• Excerpted records
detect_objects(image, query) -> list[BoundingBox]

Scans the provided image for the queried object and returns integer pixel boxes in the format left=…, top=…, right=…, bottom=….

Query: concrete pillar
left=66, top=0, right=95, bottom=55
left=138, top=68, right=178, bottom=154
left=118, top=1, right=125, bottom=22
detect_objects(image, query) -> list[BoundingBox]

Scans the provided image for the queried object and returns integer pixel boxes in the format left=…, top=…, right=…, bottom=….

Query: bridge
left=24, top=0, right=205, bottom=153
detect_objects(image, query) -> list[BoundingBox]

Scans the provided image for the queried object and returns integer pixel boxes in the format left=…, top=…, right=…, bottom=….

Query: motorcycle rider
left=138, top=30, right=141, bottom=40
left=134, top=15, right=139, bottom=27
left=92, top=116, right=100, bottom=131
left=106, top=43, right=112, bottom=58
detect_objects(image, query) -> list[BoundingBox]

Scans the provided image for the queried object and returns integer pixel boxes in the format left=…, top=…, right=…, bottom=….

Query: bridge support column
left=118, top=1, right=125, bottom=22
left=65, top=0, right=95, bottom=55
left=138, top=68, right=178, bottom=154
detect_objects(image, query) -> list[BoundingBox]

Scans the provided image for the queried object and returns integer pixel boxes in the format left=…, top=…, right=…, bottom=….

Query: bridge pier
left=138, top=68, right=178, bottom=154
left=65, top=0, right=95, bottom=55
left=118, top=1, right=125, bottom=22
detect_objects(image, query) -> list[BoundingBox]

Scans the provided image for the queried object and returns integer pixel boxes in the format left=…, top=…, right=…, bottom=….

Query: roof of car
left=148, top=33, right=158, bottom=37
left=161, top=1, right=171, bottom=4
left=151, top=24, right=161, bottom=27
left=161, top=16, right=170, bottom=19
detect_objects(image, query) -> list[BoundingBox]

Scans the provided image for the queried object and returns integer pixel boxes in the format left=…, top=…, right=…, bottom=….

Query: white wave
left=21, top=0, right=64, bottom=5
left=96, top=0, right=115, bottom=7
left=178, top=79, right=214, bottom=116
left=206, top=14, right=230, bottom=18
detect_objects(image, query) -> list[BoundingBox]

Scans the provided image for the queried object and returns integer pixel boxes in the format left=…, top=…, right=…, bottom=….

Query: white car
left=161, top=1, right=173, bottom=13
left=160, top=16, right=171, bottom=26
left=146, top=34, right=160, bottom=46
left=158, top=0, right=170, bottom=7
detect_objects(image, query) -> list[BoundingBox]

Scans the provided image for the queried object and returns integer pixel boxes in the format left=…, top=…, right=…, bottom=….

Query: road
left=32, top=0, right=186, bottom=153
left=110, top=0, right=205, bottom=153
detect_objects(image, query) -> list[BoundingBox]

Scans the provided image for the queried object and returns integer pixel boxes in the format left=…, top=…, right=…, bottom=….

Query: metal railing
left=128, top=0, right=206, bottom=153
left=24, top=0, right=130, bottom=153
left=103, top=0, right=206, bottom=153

• Exercise description
Repeat the material above in full, quoting it exactly.

• Task solution
detect_objects(image, query) -> list[BoundingBox]

Scans the provided image for the queried object and returns integer pixel boxes in the format left=…, top=…, right=…, bottom=….

Query: concrete pillar
left=66, top=0, right=95, bottom=55
left=138, top=68, right=178, bottom=154
left=118, top=1, right=125, bottom=22
detect_objects(image, query) -> list[BoundingBox]

Scans the provided image for the queried object and returns integer pixel boxes in the format left=…, top=…, right=…, bottom=….

Query: bridge
left=24, top=0, right=205, bottom=153
detect_objects(image, query) -> list[BoundingBox]

Scans the provided image for the queried object and returns integer pixel boxes in the format left=…, top=…, right=…, bottom=….

Query: motorcycle rider
left=138, top=30, right=141, bottom=40
left=134, top=15, right=139, bottom=27
left=92, top=116, right=100, bottom=131
left=106, top=43, right=112, bottom=58
detect_objects(image, query) -> list[BoundingBox]

Scans the provided image for the queried object and returns integer pixel boxes in the format left=…, top=…, right=…, bottom=….

Query: bridge support column
left=118, top=1, right=125, bottom=22
left=65, top=0, right=95, bottom=55
left=138, top=68, right=178, bottom=154
detect_objects(image, query) -> list[BoundingBox]

Scans the provided image for the queried object and returns integer pixel boxes in the format left=…, top=…, right=…, bottom=….

Query: bridge pier
left=138, top=68, right=178, bottom=154
left=65, top=0, right=95, bottom=55
left=118, top=1, right=125, bottom=22
detect_objects(image, query) -> list[BoundingBox]

Scans the provided image for the queried object and returns integer pixel boxes in the format left=…, top=…, right=…, bottom=….

Query: roof of car
left=148, top=33, right=158, bottom=37
left=161, top=1, right=171, bottom=4
left=151, top=24, right=161, bottom=27
left=161, top=16, right=170, bottom=19
detect_objects(image, query) -> list[BoundingBox]

Scans the provided image for the queried object and returns integer pixel boxes in the format left=…, top=…, right=…, bottom=….

Query: white wave
left=21, top=0, right=64, bottom=5
left=96, top=0, right=115, bottom=7
left=178, top=79, right=214, bottom=116
left=206, top=14, right=230, bottom=18
detect_objects(image, query) -> list[BoundingBox]

Scans the provided image for the queried object and returns integer pixel boxes in the format left=…, top=…, right=…, bottom=….

Query: white car
left=161, top=1, right=173, bottom=13
left=160, top=16, right=171, bottom=26
left=146, top=34, right=160, bottom=46
left=158, top=0, right=170, bottom=7
detect_objects(image, query) -> list[BoundingBox]

Scans the provided image for the queried object and returns integer pixel boxes in the format left=…, top=…, right=…, bottom=….

Query: road
left=32, top=0, right=186, bottom=153
left=110, top=0, right=205, bottom=153
detect_objects(image, query) -> list[BoundingBox]

Scans the provided image for the queried object and returns integer pixel boxes in the format left=…, top=…, right=…, bottom=….

Query: metal railing
left=128, top=0, right=206, bottom=153
left=24, top=0, right=130, bottom=153
left=103, top=0, right=206, bottom=153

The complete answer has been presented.